**TASK 1**
Answer these questions from the forum thread on HPI elements for chronic conditions:
(a) On what date was the opening post written?
(b) What chief complaint does the note record?
(c) How often does the patient monitor blood sugars?
**TASK 2**
List every specific symptom, event or effect that the note in the forum thread on HPI elements states the patient does not have, leaving out the general line about having no complaints.
**TASK 3**
Resume the forum thread on HPI elements for chronic conditions after its last sentence.

**READING PASSAGE**

....

# HPI Elements for Chronic Conditions



## karlam (Aug 2, 2013)

Could someone please give me their opinion on what to count for HPI elements here? I have a lot of trouble with the chronic conditions (95 guidelines).

Chief complaint: Medication refill. 

History of HTN and diabetes mellitus 2. Here for medication refill. Has no complaints at this time. Has fairly well controlled diabetes mellitus, on oral agent. Tolerating medication well. No adverse side effects. Monitors blood sugars 1-2 times per week with numbers ranging in 130s. Is diabetic, diet compliant. Denies hypoglycemic episodes. History of HTN, adequately controlled on current agent. Medications tolerated. Occasionally monitors BP at home. No chest pain or shortness of breath. No edema. ROS negative except as mentioned.

....

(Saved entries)
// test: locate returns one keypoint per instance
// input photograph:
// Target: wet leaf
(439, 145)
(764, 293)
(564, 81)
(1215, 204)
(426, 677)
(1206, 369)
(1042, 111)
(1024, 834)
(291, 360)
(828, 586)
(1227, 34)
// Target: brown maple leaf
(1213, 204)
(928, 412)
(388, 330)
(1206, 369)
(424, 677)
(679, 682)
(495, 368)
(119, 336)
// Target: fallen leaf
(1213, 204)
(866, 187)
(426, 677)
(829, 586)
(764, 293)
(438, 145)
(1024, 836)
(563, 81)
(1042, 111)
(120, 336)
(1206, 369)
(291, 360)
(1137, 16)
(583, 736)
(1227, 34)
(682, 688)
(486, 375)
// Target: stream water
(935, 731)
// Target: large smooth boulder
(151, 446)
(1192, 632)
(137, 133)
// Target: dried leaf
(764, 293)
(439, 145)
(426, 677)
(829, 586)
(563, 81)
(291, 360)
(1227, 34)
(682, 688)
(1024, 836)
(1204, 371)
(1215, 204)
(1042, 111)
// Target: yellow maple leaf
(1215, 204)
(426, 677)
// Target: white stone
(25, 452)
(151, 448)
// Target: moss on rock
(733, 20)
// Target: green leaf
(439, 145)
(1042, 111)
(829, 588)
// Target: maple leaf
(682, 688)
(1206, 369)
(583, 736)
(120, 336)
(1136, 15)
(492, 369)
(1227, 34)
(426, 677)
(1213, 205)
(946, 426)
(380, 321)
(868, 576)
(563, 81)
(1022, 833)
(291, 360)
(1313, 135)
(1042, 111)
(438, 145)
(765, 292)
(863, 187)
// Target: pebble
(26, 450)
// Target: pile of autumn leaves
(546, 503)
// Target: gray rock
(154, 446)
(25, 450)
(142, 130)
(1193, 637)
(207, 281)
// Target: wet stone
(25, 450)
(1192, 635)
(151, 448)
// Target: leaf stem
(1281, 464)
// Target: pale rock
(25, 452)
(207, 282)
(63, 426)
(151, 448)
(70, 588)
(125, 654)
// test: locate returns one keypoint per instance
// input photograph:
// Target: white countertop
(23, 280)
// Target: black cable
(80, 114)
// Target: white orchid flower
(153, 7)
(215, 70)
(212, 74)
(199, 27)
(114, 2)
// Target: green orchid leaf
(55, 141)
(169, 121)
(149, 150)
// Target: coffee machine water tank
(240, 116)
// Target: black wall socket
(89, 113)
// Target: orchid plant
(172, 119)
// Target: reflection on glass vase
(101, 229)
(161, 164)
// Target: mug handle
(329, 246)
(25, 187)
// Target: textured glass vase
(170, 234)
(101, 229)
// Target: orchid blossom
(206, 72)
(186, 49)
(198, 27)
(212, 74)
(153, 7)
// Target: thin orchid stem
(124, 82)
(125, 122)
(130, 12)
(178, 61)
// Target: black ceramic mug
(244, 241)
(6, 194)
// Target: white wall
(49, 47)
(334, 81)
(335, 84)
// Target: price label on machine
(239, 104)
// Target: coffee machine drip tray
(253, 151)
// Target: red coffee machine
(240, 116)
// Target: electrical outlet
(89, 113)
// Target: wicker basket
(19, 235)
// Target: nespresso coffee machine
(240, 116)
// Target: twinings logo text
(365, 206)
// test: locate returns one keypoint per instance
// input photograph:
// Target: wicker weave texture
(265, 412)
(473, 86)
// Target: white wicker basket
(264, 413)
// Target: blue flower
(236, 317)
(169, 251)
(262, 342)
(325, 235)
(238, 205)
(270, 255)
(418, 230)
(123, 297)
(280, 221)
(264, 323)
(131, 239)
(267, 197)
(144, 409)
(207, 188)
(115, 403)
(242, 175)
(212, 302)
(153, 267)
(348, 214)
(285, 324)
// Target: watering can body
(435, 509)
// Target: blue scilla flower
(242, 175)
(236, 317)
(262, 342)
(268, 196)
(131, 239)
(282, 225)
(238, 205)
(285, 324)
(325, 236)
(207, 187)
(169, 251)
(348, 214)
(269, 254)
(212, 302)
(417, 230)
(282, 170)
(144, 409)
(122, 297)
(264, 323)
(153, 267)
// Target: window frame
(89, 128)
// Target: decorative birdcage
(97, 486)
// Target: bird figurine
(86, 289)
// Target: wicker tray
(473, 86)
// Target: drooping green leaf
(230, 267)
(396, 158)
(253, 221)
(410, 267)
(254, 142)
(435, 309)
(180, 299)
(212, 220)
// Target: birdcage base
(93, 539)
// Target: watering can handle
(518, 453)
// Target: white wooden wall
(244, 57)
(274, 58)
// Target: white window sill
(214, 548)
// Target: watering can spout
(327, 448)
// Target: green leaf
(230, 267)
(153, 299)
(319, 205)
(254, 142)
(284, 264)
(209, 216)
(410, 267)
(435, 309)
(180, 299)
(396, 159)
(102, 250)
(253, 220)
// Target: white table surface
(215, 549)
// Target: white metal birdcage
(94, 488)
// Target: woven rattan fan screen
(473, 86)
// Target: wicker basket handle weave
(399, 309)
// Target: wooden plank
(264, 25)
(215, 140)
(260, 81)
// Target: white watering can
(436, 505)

....

**EXPECTED ANSWER 1**
(a) Aug 2, 2013
(b) Medication refill
(c) 1-2 times per week

**EXPECTED ANSWER 2**
adverse side effects
hypoglycemic episodes
chest pain
shortness of breath
edema

**EXPECTED ANSWER 3**
PMH: HTN, diabetes mellitus type 2. 

I clearly get the timing - "1-2 times per week" and the severity - "in 130's". I'm looking for 2 more elements to justify the 99214. In general, how would you use, if at all, "tolerating meds" or "no side effects"? Any other pointers?

Thanks!!!


----------



## FTessaBartels (Aug 5, 2013)

*Additional elements*

Diabetes Melitus 2  -  quality (type 2 is the type/quality of diabetes)
No adverse side effect - associated signs/symptoms

Hope that helps.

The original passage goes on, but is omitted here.